Written problem:
Go through the data and copy every line exactly, but not the images.

Supplied records:
┄┄┄┄┄┄┄┄┄┄

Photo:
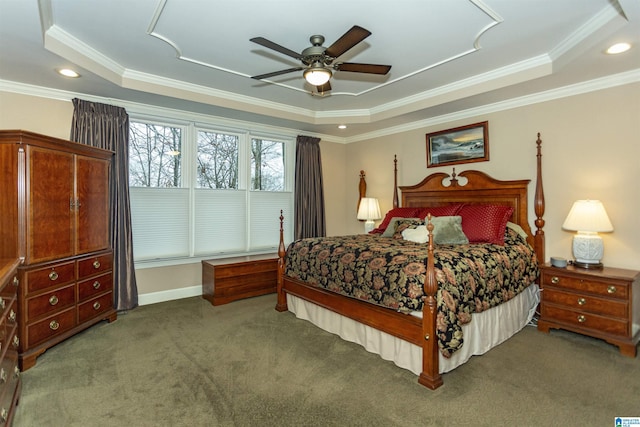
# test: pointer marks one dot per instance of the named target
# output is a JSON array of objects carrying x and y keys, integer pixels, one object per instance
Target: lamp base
[
  {"x": 588, "y": 265},
  {"x": 368, "y": 226}
]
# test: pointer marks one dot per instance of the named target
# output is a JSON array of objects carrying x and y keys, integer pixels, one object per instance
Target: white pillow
[
  {"x": 418, "y": 234},
  {"x": 391, "y": 228}
]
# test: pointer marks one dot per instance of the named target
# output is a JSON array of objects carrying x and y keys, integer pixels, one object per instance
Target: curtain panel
[
  {"x": 309, "y": 192},
  {"x": 107, "y": 127}
]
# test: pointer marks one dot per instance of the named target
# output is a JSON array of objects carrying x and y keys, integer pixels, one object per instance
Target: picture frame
[{"x": 464, "y": 144}]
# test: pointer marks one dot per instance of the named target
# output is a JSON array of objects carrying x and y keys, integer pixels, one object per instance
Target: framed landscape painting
[{"x": 465, "y": 144}]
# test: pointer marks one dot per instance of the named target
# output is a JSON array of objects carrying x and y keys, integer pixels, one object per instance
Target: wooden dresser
[
  {"x": 56, "y": 201},
  {"x": 602, "y": 303},
  {"x": 10, "y": 383}
]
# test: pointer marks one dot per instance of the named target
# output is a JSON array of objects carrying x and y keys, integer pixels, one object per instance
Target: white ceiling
[{"x": 447, "y": 56}]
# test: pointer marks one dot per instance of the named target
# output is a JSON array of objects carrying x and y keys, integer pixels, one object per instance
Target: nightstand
[{"x": 601, "y": 303}]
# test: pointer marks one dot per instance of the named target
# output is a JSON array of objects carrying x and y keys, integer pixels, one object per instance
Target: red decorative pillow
[
  {"x": 485, "y": 223},
  {"x": 395, "y": 212},
  {"x": 448, "y": 210}
]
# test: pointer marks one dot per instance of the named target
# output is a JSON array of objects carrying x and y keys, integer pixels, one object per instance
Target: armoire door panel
[
  {"x": 50, "y": 193},
  {"x": 92, "y": 208}
]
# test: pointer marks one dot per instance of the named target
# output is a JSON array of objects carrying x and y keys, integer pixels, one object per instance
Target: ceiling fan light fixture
[{"x": 317, "y": 76}]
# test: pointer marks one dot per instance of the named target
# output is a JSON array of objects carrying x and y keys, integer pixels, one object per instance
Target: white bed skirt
[{"x": 485, "y": 331}]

┄┄┄┄┄┄┄┄┄┄

Answer to the problem:
Photo:
# test: pointer marks one dot per instance of the named target
# output is a JSON array of objects carrying x and y keys, integer pixels, one object per instance
Target: lamp base
[
  {"x": 588, "y": 265},
  {"x": 368, "y": 226}
]
# test: pointer marks one dot per instance of the named target
# output is a JSON array of objects carrying x and y keys, integer pixels, one object per instance
Target: white pillow
[
  {"x": 418, "y": 234},
  {"x": 391, "y": 228}
]
# test: pointer marks one dot per instance of the named target
# output is a JSON array of objects carrying x and y keys, integer pixels, one object per instance
Target: curtain panel
[
  {"x": 309, "y": 192},
  {"x": 107, "y": 127}
]
# test: pointer marks one dot per instance of the named target
# output is a JSON array of objects carrying x and y keys, integer pixels, one object per instance
Target: picture frame
[{"x": 464, "y": 144}]
# test: pointer marks one dot per instance of the named target
# output is a JSON array of objects carrying x and y keys, integer pixels, one object per instance
Target: framed landscape painting
[{"x": 465, "y": 144}]
# test: pointer marks one dot per instance of the named target
# output is a JSON array of objects carrying x and y keys, integer pixels, one object per instance
Target: wooden dresser
[
  {"x": 56, "y": 201},
  {"x": 602, "y": 303},
  {"x": 10, "y": 383}
]
# test: pointer marks one dot per instance of the named target
# output is a JSON array of objects carrying x and y keys, integer pixels, one object per instance
Target: white ceiling
[{"x": 447, "y": 56}]
# test: pointer marks one dot per instance of the named target
# output is a JSON array of objects carrying x and y keys, integer pixels, one object per instance
Target: nightstand
[{"x": 601, "y": 303}]
# test: pointer marks one dot per instance of the named target
# output is a JSON array of objects carrying x and y keys, integer pixels, one object per instance
Target: red decorative pillow
[
  {"x": 485, "y": 223},
  {"x": 395, "y": 212},
  {"x": 448, "y": 210}
]
# test: pointer marks one dot per instance of the named target
# output is a JSON array of objects carrying x and y keys, integer pixels, one object per instance
Target: armoire door panel
[
  {"x": 50, "y": 193},
  {"x": 92, "y": 208}
]
# test: pointer marks one dot per instance of the named target
# output is a JSON array of objects carrying x and y keys, integer pixels, one object per instance
Target: ceiling fan light fixture
[{"x": 317, "y": 76}]
# test: pointer marks one dot per instance of the named target
# output is a JSON array of objects carrying x and y keys, integer pixels, one object per instance
Target: white bed skirt
[{"x": 485, "y": 331}]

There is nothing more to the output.